Task details: Copy out every line exactly as given.

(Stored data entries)
# # #
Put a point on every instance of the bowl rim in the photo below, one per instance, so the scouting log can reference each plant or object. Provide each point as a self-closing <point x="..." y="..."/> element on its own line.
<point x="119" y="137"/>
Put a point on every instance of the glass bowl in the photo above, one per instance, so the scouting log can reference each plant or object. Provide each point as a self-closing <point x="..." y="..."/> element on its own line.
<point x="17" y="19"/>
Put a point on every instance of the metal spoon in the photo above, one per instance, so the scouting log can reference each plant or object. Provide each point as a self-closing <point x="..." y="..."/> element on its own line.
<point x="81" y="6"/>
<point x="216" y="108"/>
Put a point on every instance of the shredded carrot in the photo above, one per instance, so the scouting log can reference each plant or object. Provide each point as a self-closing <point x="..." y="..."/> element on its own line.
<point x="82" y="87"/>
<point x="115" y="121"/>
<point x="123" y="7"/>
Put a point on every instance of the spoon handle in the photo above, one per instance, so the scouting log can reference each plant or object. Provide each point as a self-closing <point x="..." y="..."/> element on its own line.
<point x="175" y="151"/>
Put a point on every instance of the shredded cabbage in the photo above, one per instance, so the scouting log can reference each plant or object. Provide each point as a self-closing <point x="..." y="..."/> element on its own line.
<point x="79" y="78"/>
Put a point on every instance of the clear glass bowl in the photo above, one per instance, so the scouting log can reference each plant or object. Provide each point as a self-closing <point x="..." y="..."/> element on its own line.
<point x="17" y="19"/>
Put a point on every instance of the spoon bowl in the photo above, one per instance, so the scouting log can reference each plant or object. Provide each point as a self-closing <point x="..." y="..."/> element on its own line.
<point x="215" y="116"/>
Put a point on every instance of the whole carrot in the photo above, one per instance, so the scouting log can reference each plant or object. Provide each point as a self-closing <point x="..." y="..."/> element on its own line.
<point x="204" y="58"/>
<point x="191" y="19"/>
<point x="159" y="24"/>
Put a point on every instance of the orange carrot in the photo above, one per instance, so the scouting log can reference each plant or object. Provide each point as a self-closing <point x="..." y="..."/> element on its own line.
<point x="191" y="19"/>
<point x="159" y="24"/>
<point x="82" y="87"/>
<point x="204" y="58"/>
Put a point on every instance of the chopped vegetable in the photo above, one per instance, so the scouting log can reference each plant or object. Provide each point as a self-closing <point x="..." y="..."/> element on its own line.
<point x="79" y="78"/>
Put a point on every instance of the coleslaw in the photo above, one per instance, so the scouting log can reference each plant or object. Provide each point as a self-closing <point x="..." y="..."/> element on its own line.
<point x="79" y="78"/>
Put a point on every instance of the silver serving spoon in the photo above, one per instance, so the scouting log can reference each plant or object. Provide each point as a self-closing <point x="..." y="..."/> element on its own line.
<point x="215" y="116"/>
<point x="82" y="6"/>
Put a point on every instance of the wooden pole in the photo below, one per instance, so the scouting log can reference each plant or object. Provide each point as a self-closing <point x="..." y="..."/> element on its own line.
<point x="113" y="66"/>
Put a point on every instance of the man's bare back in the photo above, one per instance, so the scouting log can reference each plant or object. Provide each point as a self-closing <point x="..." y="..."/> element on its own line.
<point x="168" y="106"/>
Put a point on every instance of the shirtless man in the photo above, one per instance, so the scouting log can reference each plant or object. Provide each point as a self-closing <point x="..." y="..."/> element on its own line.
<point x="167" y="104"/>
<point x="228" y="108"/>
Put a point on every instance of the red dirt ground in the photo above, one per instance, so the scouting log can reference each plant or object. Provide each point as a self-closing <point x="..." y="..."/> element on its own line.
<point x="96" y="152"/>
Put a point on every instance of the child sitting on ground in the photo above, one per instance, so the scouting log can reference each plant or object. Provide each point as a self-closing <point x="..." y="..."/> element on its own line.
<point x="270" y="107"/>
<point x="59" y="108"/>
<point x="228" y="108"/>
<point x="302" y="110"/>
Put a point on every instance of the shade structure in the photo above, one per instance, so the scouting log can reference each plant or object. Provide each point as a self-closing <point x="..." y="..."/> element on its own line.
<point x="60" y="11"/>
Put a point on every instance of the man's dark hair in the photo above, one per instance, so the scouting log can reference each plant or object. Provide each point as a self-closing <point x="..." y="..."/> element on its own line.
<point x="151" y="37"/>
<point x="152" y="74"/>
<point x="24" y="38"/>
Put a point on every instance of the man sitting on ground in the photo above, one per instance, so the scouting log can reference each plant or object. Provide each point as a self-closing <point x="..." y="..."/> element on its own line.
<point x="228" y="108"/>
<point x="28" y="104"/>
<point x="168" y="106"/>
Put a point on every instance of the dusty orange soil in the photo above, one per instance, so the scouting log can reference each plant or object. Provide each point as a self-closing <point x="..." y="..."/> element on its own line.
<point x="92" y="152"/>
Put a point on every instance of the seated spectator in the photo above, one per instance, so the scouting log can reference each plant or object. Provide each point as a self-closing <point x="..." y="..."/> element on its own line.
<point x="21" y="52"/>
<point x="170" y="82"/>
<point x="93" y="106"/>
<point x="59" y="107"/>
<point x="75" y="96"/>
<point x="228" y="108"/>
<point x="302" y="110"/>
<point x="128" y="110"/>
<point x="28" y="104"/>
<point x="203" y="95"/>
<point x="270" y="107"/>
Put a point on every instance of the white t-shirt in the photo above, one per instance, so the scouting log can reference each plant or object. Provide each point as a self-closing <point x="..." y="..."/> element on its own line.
# # #
Result of the exercise:
Put a point on every instance of the bowl rim in the photo below, one per instance, so the scouting log can reference each plant or object. Provide each point as a self-closing <point x="..." y="..."/> element on its own line.
<point x="119" y="137"/>
Put a point on every instance of the glass bowl in the photo above, one per instance, so the scouting log can reference each plant or object. Provide each point as a self-closing <point x="..." y="..."/> element on its own line.
<point x="17" y="19"/>
Put a point on every instance of the metal spoon in the photo above, one per instance, so the scouting log can reference each plant or object. Provide each point as a self-closing <point x="..." y="..."/> element on its own line.
<point x="81" y="6"/>
<point x="216" y="108"/>
Put a point on every instance of the shredded carrot in the photo above, one per instance, so the scouting log can reference each plant or object. Provide each point as a self-closing <point x="..." y="..."/> element on its own line.
<point x="82" y="87"/>
<point x="115" y="121"/>
<point x="123" y="7"/>
Put a point on every instance of the spoon handle in the photo above, one per instance, so the scouting log can reference each plant or object. Provide each point as a self-closing <point x="..." y="..."/> element on its own line.
<point x="175" y="151"/>
Put a point on every instance of the shredded cabbage in the photo above, one per instance, so the scouting log can reference each plant or object. Provide each point as a self-closing <point x="..." y="..."/> element on its own line.
<point x="79" y="78"/>
Put a point on every instance of the clear glass bowl in the photo above, one per instance, so the scouting log can reference each plant or object. Provide each point as a self-closing <point x="..." y="..."/> element on its own line.
<point x="17" y="19"/>
Put a point on every instance of the spoon bowl in the photo above, one per instance, so the scouting log can reference each plant or object. Provide each point as a self-closing <point x="..." y="..."/> element on its own line.
<point x="215" y="116"/>
Put a point on every instance of the whole carrot in the photo above, one per instance, so the scouting log can reference each plant or object. Provide each point as a self-closing <point x="..." y="..."/> element on its own line.
<point x="204" y="58"/>
<point x="191" y="19"/>
<point x="159" y="24"/>
Put a point on every instance of the orange carrot in the photo above, one per instance, so the scouting log can reference each plant or object. Provide each point as a self-closing <point x="..." y="..."/> element on its own line.
<point x="191" y="19"/>
<point x="159" y="24"/>
<point x="82" y="87"/>
<point x="204" y="58"/>
Put a point on every instance of the chopped vegetable in the photo above, one per instance, so the scouting log can reference each plant or object. Provide each point as a self-closing <point x="..." y="..."/> element on its own line.
<point x="79" y="78"/>
Put a point on every instance of the coleslaw in the photo above, one per instance, so the scouting log can reference each plant or object. Provide each point as a self-closing <point x="..." y="..."/> element on its own line.
<point x="79" y="78"/>
Put a point on every instance of the silver serving spoon in the photo above, one per instance, so the scouting log can reference each plant or object. Provide each point as a self-closing <point x="..." y="..."/> element on its own line.
<point x="215" y="116"/>
<point x="82" y="6"/>
Put a point on every instance of the wooden pole in the photo below, one per instance, so the scouting log can reference each plant or object. Provide each point as a self-closing <point x="..." y="..."/> element on its own line.
<point x="113" y="66"/>
Put a point on every instance of the man's bare back in the photo above, one per instance, so the scouting log can reference each plant or object. Provide each point as a self-closing <point x="..." y="..."/> element on its own line.
<point x="168" y="106"/>
Put a point on every instance of the shirtless man in the photo above, one per instance, so the scouting log can reference each plant or object. Provide each point as a self-closing <point x="..." y="..."/> element on its own line.
<point x="167" y="104"/>
<point x="228" y="108"/>
Put a point on every instance of the red dirt ground in the photo above, one per instance, so the scouting log can reference each plant or object. Provide each point as a self-closing <point x="..." y="..."/> element on its own line.
<point x="96" y="152"/>
Put a point on every instance of the child sitting on ground in the photo above, one per instance, so the scouting log can reference each plant or object. Provide each point as a self-closing <point x="..." y="..."/> element on its own line.
<point x="270" y="107"/>
<point x="59" y="108"/>
<point x="228" y="108"/>
<point x="302" y="110"/>
Put a point on every instance of the shade structure in the photo above, one per instance, so the scouting log can reference each plant or object. Provide each point as a self-closing <point x="..." y="..."/> element on its own line.
<point x="60" y="11"/>
Put a point on every instance of the man's dark hair in the photo above, one per instance, so the scouting log can reference each plant or object. Provide each point as a self-closing <point x="..." y="..."/> element on its own line.
<point x="151" y="37"/>
<point x="152" y="74"/>
<point x="24" y="38"/>
Put a point on every instance of the man sitting on ground in the photo above, one per instance, so the scouting log can reference each plant or object. Provide each point as a self-closing <point x="..." y="..."/> element on its own line.
<point x="228" y="108"/>
<point x="28" y="104"/>
<point x="168" y="106"/>
Put a point on every instance of the dusty orange soil in the photo above, one per instance, so the scouting log can reference each plant or object. Provide each point as a self-closing <point x="..." y="..."/> element on its own line.
<point x="92" y="152"/>
Put a point on every instance of the seated spectator in the photo above, one per instance, so the scouting log can reference each plant or object. Provide each point as a self-closing <point x="..." y="..."/> element on its own line.
<point x="21" y="52"/>
<point x="170" y="82"/>
<point x="93" y="106"/>
<point x="59" y="107"/>
<point x="75" y="96"/>
<point x="228" y="108"/>
<point x="302" y="110"/>
<point x="128" y="110"/>
<point x="28" y="104"/>
<point x="203" y="95"/>
<point x="270" y="107"/>
Put a point on every instance of the white t-shirt in the photo above, one per instance, so the scouting log can reference each plant or object. Provide each point as a self-closing <point x="..." y="..."/> element on its own line.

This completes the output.